O pedido: Extraia do trecho selecionado, sem nenhuma alteração, a parte que começa em "# Percorre o" e vai até "tokenizer.fit_on_texts(training_sentences)", inclusive.

Trecho selecionado:
In [1]:
# Importações necessárias
import json
from tensorflow.keras.preprocessing.text import Tokenizer
from tensorflow.keras.preprocessing.sequence import pad_sequences
import numpy as np
import tensorflow as tf

In [2]:
# Carregamento do arquivoo
with open ("Sarcasm_Headlines_Dataset.json", 'r') as f:
    datastore = json.load(f)

In [3]:
# Constantes
vocab_size = 10000
embedding_dim = 16
max_length = 100
trunc_type='post'
padding_type='post'
oov_tok = "<OOV>"
training_size = 20000

In [4]:
# Listas vazias
sentences = []
labels = []

# Percorre o arquivo e vai preenchendo as listas
for item in datastore:
    sentences.append(item['headline']) # Adiciona a lista
    labels.append(item['is_sarcastic']) # Adiciona a lista

In [5]:
training_sentences = sentences[0:training_size] # frases para treinamento
testing_sentences = sentences[training_size:] # frases para teste
training_labels = labels[0:training_size] # labels para treinamento
testing_labels = labels[training_size:] # labels para teste

In [6]:
tokenizer = Tokenizer(num_words=vocab_size, oov_token=oov_tok)
tokenizer.fit_on_texts(training_sentences)

word_index = tokenizer.word_index

training_sequences = tokenizer.texts_to_sequences(training_sentences) # Atribuindo o tokenizer
training_padded = pad_sequences(training_sequences, maxlen=max_length, padding=padding_type, truncating=trunc_type) # Adiciona os zeros para todas ficarem  com o mesmo tamanho

testing_sequences = tokenizer.texts_to_sequences(testing_sentences) # Atribuindo o tokenizer
testing_padded = pad_sequences(testing_sequences, maxlen=max_length, padding=padding_type, truncating=trunc_type) # Adiciona os zeros para todas ficarem  com o mesmo tamanho


In [7]:
# Transformação para que fique compatível com o tensorflow
training_labels = np.array(training_labels)
testing_labels = np.array(testing_labels)
training_padded = np.array(training_padded)
testing_padded = np.array(testing_padded)

In [8]:
# Criação do modelo
model = tf.keras.Sequential([
    tf.keras.layers.Embedding(vocab_size, embedding_dim, input_length=max_length), 
    tf.keras.layers.GlobalAveragePooling1D(),  
    tf.keras.layers.Dense(128, activation='relu'), 
    tf.keras.layers.Dropout(0.2),
    tf.keras.layers.Dense(64, activation='relu'),  
    tf.keras.layers.Dropout(0.2), 
    tf.keras.layers.Dense(24, activation='relu'),  
    tf.keras.layers.Dense(1, activation='sigmoid')

Linhas de dados:
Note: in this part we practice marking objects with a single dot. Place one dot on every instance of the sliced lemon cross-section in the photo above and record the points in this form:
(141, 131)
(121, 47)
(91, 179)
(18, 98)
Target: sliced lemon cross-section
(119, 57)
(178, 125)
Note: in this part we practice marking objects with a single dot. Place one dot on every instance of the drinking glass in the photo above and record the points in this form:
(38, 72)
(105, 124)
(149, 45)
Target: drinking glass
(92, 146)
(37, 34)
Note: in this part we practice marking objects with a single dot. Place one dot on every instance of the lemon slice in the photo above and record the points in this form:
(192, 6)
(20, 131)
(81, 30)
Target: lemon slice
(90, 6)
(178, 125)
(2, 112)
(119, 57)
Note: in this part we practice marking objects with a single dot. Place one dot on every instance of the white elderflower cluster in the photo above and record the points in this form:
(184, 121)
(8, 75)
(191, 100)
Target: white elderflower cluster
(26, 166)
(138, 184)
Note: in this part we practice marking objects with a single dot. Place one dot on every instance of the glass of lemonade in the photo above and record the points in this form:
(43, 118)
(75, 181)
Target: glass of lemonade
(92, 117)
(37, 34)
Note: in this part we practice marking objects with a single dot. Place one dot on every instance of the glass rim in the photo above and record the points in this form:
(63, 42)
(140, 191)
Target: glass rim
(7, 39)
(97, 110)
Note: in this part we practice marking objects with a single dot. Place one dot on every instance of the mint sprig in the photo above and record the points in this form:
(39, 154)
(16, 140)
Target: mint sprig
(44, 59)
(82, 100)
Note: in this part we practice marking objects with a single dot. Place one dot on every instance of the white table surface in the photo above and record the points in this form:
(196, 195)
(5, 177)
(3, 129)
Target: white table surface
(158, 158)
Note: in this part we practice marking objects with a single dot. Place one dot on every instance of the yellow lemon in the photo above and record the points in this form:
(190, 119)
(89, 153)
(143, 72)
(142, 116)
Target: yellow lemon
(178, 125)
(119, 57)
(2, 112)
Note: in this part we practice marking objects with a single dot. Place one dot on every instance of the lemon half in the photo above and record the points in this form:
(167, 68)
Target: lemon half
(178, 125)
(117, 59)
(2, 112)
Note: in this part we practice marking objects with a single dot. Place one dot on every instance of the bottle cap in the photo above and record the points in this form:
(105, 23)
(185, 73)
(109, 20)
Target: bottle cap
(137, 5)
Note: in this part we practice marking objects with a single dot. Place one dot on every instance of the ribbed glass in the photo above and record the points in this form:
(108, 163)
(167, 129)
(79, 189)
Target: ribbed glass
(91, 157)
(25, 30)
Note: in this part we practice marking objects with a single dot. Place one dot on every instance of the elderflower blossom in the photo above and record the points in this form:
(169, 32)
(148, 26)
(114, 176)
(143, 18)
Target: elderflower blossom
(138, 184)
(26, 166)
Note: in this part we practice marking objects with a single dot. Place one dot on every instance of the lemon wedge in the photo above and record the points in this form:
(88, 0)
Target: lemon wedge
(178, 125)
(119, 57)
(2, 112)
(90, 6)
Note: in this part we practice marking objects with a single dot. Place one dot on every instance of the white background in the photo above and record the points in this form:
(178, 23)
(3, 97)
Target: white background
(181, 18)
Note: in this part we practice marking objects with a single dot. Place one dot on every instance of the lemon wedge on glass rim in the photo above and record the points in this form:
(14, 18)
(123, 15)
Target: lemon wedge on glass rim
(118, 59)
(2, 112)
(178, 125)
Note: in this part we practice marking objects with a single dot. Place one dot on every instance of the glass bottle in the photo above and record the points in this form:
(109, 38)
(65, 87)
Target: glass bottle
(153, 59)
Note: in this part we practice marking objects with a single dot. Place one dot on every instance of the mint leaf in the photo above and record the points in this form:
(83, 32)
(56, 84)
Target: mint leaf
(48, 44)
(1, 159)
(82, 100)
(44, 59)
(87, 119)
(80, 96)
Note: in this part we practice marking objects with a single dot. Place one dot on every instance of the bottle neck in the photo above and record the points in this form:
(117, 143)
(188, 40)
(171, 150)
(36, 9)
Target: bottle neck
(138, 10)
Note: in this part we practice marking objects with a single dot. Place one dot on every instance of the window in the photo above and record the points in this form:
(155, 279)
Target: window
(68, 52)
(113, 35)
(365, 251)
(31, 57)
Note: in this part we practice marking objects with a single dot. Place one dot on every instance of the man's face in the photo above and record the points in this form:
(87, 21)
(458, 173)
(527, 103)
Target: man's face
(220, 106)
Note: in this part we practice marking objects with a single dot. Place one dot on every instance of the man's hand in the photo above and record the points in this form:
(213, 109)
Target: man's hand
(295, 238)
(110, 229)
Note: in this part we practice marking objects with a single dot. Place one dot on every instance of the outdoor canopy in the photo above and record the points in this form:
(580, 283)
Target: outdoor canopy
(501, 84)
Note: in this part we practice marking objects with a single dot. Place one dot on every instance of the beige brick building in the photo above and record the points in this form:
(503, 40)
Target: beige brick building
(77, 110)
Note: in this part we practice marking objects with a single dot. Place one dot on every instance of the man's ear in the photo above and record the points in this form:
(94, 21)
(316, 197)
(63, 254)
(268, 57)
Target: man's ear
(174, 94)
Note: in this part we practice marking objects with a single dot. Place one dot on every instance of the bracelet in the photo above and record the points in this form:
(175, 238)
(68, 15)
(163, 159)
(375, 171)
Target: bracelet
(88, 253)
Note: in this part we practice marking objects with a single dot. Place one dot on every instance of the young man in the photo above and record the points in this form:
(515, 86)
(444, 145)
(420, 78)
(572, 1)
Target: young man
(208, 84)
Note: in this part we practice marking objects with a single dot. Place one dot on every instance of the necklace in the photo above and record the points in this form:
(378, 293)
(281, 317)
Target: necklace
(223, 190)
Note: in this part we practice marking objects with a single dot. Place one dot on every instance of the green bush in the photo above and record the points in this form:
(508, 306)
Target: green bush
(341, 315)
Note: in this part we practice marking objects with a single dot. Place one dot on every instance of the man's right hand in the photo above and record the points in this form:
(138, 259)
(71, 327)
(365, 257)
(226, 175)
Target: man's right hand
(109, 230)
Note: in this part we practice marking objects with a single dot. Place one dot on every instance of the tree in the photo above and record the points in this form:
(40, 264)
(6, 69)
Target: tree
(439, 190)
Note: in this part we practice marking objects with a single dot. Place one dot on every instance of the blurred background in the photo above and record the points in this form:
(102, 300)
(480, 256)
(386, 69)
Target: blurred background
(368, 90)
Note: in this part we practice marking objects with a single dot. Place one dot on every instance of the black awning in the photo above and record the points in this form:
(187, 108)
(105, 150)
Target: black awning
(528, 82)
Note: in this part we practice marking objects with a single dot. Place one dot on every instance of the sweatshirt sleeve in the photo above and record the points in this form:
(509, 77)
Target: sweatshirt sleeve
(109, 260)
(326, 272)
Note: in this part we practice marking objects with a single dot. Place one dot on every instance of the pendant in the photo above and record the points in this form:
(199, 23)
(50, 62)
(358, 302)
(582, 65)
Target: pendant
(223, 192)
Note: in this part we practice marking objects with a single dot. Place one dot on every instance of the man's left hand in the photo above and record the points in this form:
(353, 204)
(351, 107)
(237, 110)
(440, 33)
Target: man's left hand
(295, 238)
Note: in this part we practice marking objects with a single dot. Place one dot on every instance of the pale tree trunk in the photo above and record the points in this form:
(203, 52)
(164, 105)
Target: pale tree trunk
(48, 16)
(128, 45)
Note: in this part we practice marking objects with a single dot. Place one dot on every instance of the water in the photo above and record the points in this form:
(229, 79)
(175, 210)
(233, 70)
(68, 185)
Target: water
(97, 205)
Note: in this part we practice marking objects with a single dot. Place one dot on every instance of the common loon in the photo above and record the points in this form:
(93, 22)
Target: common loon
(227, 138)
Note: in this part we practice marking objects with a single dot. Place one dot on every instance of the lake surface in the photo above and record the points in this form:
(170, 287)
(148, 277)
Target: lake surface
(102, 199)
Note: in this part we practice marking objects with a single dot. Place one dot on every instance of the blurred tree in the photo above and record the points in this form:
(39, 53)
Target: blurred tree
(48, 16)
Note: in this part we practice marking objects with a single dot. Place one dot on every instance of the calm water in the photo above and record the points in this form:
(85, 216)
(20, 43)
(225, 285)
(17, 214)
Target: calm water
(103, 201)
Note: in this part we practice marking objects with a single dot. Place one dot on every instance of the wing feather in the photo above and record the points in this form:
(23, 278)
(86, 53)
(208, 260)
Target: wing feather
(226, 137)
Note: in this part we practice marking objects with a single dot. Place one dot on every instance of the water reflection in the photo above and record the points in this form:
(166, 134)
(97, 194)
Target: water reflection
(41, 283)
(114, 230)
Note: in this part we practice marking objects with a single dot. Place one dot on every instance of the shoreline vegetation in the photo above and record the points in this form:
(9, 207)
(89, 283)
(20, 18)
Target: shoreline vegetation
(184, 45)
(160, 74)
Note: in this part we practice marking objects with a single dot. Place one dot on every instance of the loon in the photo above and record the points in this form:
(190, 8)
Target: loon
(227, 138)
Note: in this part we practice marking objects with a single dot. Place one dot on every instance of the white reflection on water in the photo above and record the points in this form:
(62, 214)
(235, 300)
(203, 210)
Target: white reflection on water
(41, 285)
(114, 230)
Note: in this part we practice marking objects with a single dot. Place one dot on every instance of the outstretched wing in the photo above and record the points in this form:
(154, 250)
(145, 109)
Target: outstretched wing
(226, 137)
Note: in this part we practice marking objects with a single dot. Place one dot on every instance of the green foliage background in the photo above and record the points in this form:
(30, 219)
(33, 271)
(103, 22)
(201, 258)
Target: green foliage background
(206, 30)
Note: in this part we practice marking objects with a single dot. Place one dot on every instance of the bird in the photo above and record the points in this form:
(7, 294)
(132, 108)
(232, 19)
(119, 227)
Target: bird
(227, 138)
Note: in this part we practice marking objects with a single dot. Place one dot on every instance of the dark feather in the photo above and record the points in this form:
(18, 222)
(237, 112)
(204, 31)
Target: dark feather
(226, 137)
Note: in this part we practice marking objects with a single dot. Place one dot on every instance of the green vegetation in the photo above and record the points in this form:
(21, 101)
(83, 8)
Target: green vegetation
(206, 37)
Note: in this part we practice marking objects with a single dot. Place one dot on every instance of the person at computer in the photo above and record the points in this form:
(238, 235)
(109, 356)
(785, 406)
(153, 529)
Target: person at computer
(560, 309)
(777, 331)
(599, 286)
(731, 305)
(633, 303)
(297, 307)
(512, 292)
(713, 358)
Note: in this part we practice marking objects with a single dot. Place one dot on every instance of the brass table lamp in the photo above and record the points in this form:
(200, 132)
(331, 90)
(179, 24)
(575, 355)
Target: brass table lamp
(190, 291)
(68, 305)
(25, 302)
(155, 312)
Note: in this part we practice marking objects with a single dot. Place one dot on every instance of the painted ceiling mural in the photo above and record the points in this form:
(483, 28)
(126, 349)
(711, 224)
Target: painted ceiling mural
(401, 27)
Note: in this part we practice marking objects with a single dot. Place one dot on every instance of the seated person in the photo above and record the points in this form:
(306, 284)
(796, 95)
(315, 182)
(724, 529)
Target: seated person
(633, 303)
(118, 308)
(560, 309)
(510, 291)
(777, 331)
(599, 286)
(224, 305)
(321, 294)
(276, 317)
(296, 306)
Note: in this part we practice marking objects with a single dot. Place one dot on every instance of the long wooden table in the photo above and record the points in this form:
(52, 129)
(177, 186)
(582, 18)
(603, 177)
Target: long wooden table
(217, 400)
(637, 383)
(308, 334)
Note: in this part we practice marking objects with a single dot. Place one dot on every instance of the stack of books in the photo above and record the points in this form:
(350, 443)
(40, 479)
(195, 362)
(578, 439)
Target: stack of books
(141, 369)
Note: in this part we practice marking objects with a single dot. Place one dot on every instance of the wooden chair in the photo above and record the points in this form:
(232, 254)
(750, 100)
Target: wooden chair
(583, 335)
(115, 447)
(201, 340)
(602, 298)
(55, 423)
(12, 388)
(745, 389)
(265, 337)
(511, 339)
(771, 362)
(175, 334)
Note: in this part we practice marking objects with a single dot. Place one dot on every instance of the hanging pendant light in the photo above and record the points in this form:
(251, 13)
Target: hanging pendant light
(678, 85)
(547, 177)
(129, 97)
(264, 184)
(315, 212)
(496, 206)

Solução do exercício:
# Percorre o arquivo e vai preenchendo as listas
for item in datastore:
    sentences.append(item['headline']) # Adiciona a lista
    labels.append(item['is_sarcastic']) # Adiciona a lista

In [5]:
training_sentences = sentences[0:training_size] # frases para treinamento
testing_sentences = sentences[training_size:] # frases para teste
training_labels = labels[0:training_size] # labels para treinamento
testing_labels = labels[training_size:] # labels para teste

In [6]:
tokenizer = Tokenizer(num_words=vocab_size, oov_token=oov_tok)
tokenizer.fit_on_texts(training_sentences)